#### [STATED TASK]
Copy the items below with every occurrence of "integer pixel coordinates" swapped for "whole-number pixel coordinates" and nothing else altered. Omit the pictures from your copy.

● ● ● ● ●

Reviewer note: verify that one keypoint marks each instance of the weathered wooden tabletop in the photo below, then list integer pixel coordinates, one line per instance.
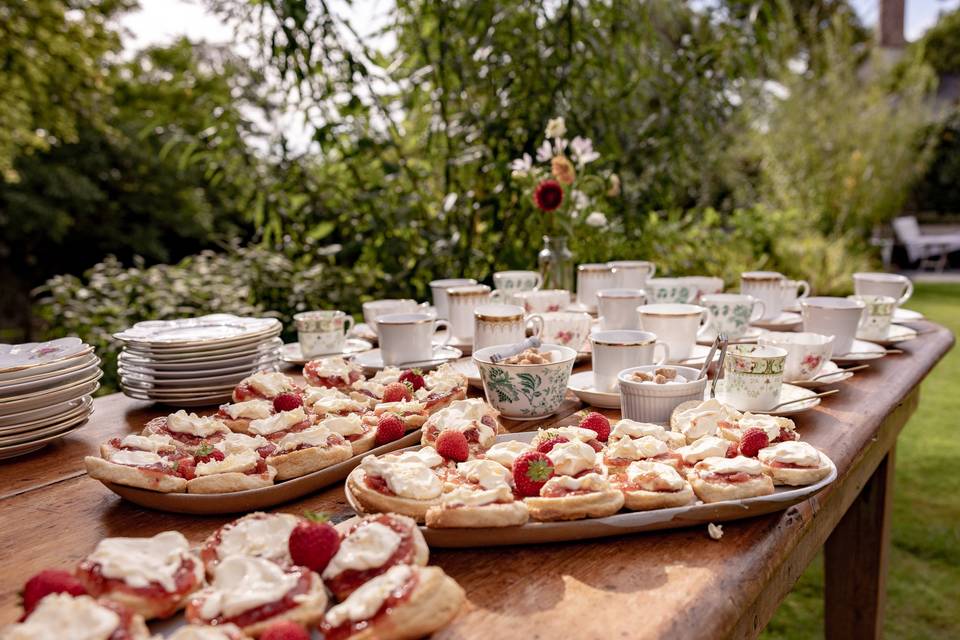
(674, 584)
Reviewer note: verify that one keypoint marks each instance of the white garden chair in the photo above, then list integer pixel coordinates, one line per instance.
(928, 249)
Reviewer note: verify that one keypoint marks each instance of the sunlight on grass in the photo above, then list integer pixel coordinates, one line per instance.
(923, 588)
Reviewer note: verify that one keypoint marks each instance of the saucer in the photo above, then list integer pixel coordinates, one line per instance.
(373, 361)
(862, 350)
(582, 385)
(785, 321)
(787, 392)
(838, 375)
(895, 333)
(291, 353)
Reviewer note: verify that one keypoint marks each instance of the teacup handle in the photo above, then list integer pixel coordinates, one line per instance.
(666, 353)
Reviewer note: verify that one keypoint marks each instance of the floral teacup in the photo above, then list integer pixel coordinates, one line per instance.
(753, 376)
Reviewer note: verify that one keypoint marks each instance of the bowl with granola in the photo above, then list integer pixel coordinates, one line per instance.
(527, 386)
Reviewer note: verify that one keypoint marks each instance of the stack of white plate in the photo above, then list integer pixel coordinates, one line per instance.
(45, 390)
(194, 362)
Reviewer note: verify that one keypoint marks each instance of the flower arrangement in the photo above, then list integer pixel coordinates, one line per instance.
(560, 185)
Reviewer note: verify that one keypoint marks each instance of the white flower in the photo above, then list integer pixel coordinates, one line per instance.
(556, 128)
(597, 219)
(582, 151)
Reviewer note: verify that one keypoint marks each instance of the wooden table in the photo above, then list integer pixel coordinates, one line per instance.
(675, 584)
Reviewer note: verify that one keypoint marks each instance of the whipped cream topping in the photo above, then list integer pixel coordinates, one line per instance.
(705, 447)
(142, 561)
(183, 422)
(570, 458)
(368, 547)
(279, 422)
(364, 603)
(263, 535)
(651, 476)
(798, 453)
(740, 464)
(586, 482)
(240, 462)
(60, 616)
(241, 583)
(636, 448)
(506, 452)
(270, 383)
(252, 409)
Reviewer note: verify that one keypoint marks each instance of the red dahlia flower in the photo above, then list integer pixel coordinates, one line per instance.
(548, 195)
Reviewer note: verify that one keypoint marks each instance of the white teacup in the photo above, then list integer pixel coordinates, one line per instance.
(322, 332)
(614, 351)
(502, 324)
(438, 291)
(806, 352)
(407, 337)
(766, 286)
(590, 279)
(617, 308)
(567, 328)
(671, 291)
(837, 317)
(753, 376)
(677, 325)
(631, 274)
(732, 313)
(898, 287)
(543, 300)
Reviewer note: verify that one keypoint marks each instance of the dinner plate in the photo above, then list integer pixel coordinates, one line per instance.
(253, 499)
(582, 386)
(861, 351)
(291, 353)
(618, 524)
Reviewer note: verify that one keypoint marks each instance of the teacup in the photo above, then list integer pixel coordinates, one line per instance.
(677, 325)
(614, 351)
(502, 324)
(569, 328)
(543, 300)
(753, 376)
(898, 287)
(791, 291)
(806, 352)
(631, 274)
(732, 313)
(322, 332)
(590, 279)
(407, 337)
(837, 317)
(438, 291)
(671, 290)
(617, 308)
(877, 315)
(766, 286)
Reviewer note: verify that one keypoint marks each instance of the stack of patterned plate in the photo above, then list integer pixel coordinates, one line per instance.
(194, 362)
(45, 392)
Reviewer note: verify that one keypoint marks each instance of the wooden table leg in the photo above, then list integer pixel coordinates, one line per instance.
(855, 557)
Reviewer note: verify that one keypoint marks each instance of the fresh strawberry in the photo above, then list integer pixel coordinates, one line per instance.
(287, 401)
(389, 428)
(285, 630)
(413, 377)
(597, 422)
(313, 542)
(547, 445)
(452, 445)
(752, 441)
(46, 582)
(397, 392)
(531, 470)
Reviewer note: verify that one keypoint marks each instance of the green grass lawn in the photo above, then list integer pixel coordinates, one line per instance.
(923, 588)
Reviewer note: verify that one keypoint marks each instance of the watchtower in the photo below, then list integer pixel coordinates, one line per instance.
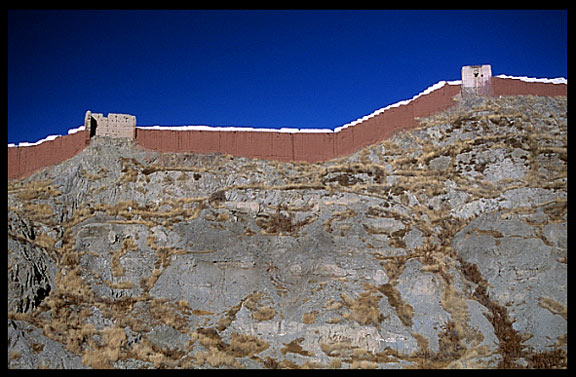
(115, 125)
(476, 80)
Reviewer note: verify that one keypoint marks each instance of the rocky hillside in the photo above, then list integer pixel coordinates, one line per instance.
(443, 247)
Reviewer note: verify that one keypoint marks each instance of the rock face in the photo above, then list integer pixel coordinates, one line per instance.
(442, 247)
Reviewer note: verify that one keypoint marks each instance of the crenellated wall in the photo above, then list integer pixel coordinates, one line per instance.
(25, 160)
(299, 145)
(284, 144)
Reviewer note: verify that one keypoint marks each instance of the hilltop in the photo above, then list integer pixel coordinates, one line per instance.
(443, 246)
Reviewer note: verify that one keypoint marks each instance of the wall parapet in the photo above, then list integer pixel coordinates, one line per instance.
(285, 144)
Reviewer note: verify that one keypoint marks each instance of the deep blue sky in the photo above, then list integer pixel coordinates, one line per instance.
(300, 69)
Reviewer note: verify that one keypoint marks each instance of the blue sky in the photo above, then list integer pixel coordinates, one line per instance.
(272, 69)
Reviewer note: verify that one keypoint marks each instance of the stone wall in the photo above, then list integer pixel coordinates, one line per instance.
(24, 159)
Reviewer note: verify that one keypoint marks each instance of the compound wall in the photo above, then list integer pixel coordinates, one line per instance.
(24, 160)
(300, 146)
(283, 146)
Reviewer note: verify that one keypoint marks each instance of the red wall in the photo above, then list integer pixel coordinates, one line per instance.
(301, 146)
(511, 87)
(23, 161)
(311, 147)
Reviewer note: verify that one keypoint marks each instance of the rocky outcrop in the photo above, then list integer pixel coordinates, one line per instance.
(444, 246)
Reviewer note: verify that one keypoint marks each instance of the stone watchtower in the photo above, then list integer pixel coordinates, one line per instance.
(115, 125)
(476, 80)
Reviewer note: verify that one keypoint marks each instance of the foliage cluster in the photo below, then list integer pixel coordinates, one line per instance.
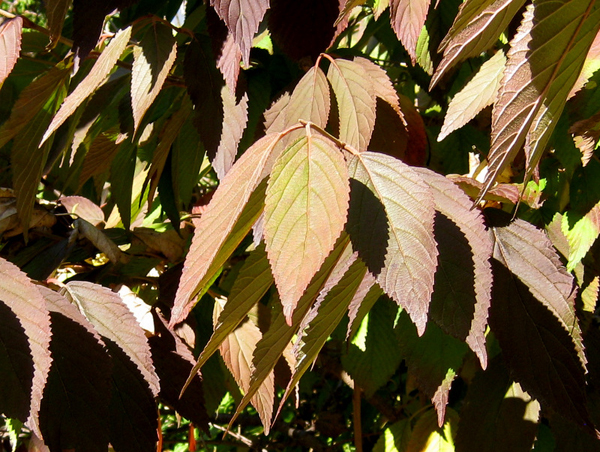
(202, 200)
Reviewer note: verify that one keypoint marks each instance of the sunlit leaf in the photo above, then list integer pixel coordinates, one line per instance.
(305, 210)
(479, 93)
(97, 76)
(355, 96)
(397, 241)
(152, 61)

● ● ● ● ●

#### [SOLUTION TO THE PROBLEM]
Reviewer note: verify that one keypoint marks each instance of the weathered wooden tabletop in the photo below, then list whole-number pixel coordinates, one line per instance.
(674, 584)
Reviewer note: verify that one keypoint marks each instance of the white garden chair in the photo above, then list whole-number pixel coordinates, one line per instance.
(928, 249)
Reviewer note: verify that one keypoint marks each instance of the sunlight on grass in the photo above, then list whole-number pixel coordinates, one line per instance.
(923, 588)
Reviewer note: verify that one keypoint marks each instance of the saucer in the photo above, then list whole-number pixel coordinates, one line per instance.
(373, 361)
(862, 350)
(582, 385)
(785, 321)
(787, 392)
(838, 375)
(895, 333)
(291, 353)
Reviewer note: verify that one keypoint marks each instance of the teacup handle in the photo above, then list whole-number pixel coordinates, one line per instance.
(666, 353)
Reviewer note: verify that one keypoint marks each instance of the floral teacup in the photo above, then list whole-number pixel coordinates, one line per instance.
(753, 376)
Reviewer note: verify that one keypoint marks each instance of the bowl with granola in the photo above, then list whole-number pixel coordinates, one line per instance.
(527, 386)
Reviewer note: verify that one keypoint marks each instance of the stack of white plate in the photo above, then list whole-number pixel coordinates, one line per instance.
(45, 390)
(194, 362)
Reviewer note: verify that one keypoint marks each instance of the flower arrangement in the photo above, then list whole-number pixel coordinates, one line per instance.
(560, 185)
Reviewer note: verify that one keypoint marks each instance of the white flower in the photo above, then list whole-number pixel coordinates, one line per instance.
(556, 128)
(597, 219)
(582, 151)
Reviewer note: verify that one keypoint marks each instance of the wooden table in the photo above, then list whole-number pixel coordinates, one line per instance.
(675, 584)
Reviewer note: verify that one keypoint marks each instance of the whipped cream topping in the photo above, then list whole-number pixel coordinates, one line per instance.
(705, 447)
(142, 561)
(183, 422)
(570, 458)
(368, 547)
(279, 422)
(364, 603)
(263, 535)
(651, 476)
(798, 453)
(740, 464)
(586, 482)
(240, 462)
(60, 616)
(241, 583)
(636, 448)
(506, 452)
(270, 383)
(252, 409)
Reviewer note: verify that one keypoint marks each instance of the red dahlia flower in the photo above, then list whole-number pixel coordinates, one line per instance.
(548, 195)
Reviewer note: verify that one keypoint marks each instance of the white teacup in the photo above, then list whole-number pixel coordinates, one line per instance.
(322, 332)
(614, 351)
(502, 324)
(438, 291)
(806, 352)
(407, 337)
(766, 286)
(590, 279)
(617, 308)
(567, 328)
(671, 291)
(837, 317)
(753, 376)
(677, 325)
(631, 274)
(732, 313)
(898, 287)
(543, 300)
Reviewer note: verify that one keypoint marks each instance of the dinner plate in the photo above, then list whole-number pixel coordinates, one line per instance.
(253, 499)
(582, 386)
(861, 351)
(291, 353)
(618, 524)
Reviewer note: verify that one keypoint marks each instance of the teacup in the photo above, then list whole-number pixel coordinates, one line per instance.
(677, 325)
(614, 351)
(502, 324)
(569, 328)
(543, 300)
(753, 376)
(898, 287)
(791, 291)
(806, 352)
(631, 274)
(732, 313)
(322, 332)
(590, 279)
(407, 337)
(837, 317)
(438, 291)
(671, 290)
(617, 308)
(877, 315)
(766, 286)
Reviewer note: verify that one keypoint marks each instance of the stack of patterned plate in the photo above, then list whole-number pixel coordinates, one line per instance.
(194, 362)
(45, 392)
Reviewer note: verify that one keypoint marks each instance of the wooden table leg in the photo above, then list whole-number pixel coordinates, one line per instance.
(855, 557)
Reviewer note: verify that one keypoint marks each instance of the fresh strawberry in the photo above, then list whole-number pixel coordinates, one line per instance.
(287, 401)
(389, 428)
(285, 630)
(413, 377)
(597, 422)
(313, 542)
(547, 445)
(452, 445)
(752, 441)
(46, 582)
(397, 392)
(531, 470)
Reviewer note: verify that one keypoint marks each instance of the green grass lawn in the photo above, then list whole-number pixel coordinates, one line per instance.
(923, 588)
Reviewer note: verify that one keypoint marks each instance of the watchtower in the photo below, then list whole-number pixel coordinates, one line per instance.
(115, 125)
(476, 80)
Reviewer note: verify that one keypoint marks each instance of the rocky hillside in the photo above, then list whole-number pixel coordinates, one line per instance.
(443, 247)
Reviewer note: verify that one keypoint marks each instance of the rock face in the photo above, then list whole-number pixel coordinates, one line per instance.
(442, 247)
Reviewer note: verify that one keypoint marks each instance of the crenellated wall in the photo above, then list whole-number pixel coordinates, one line per instance.
(25, 160)
(299, 145)
(284, 144)
Reviewer note: verify that one keypoint marks each instance of the hilltop in the photo above, then list whole-number pixel coordinates, one line per instance.
(443, 246)
Reviewer note: verify that one keypoint marks each instance of the wall parapet in the photo above, then list whole-number pixel coordinates, one line per instance.
(285, 144)
Reviewer note: verify that one keypoint marks each instance of the deep blue sky in the photo above, then list whole-number pixel coordinates, one line per instance.
(300, 69)
Reviewer note: verify that one keypoint marks each instance of the blue sky in the photo above, then list whole-number pixel coordinates, one line per instance.
(272, 69)
Reviewer note: verify that one keypoint marks each instance of the stone wall in the photo above, then list whole-number pixel coordinates, one line per instance.
(24, 159)
Reviewer note: verify that one keypoint marks each instance of the compound wall in the photo above, then list whole-number pixel coordinates, one line per instance.
(24, 160)
(300, 146)
(283, 146)
Reviewer note: verify that one keypoint marks each instance of the red wall in the photo above, then list whole-number pixel coordinates, one line per instance.
(301, 146)
(511, 87)
(23, 161)
(311, 147)
Reviewer note: verify that one keypoint marks each instance of the rocky outcrop in the photo above, then list whole-number pixel coordinates, one line per instance.
(444, 246)
Reviewer note: verify that one keypoint marks each instance of the stone watchtower in the photo above, then list whole-number pixel coordinates, one line per instance.
(115, 125)
(476, 80)
Reviewer note: verify that one keypoint marks each instance of the foliage cluster in the photo below, then list whole-number pixel coordinates, one line per instance.
(202, 200)
Reviewer note: verify that one keypoint marks each instance of the sunlit leaf in the photo above, then list whole-number pixel coordinates, one line per instance.
(305, 210)
(479, 93)
(97, 76)
(355, 96)
(397, 241)
(152, 61)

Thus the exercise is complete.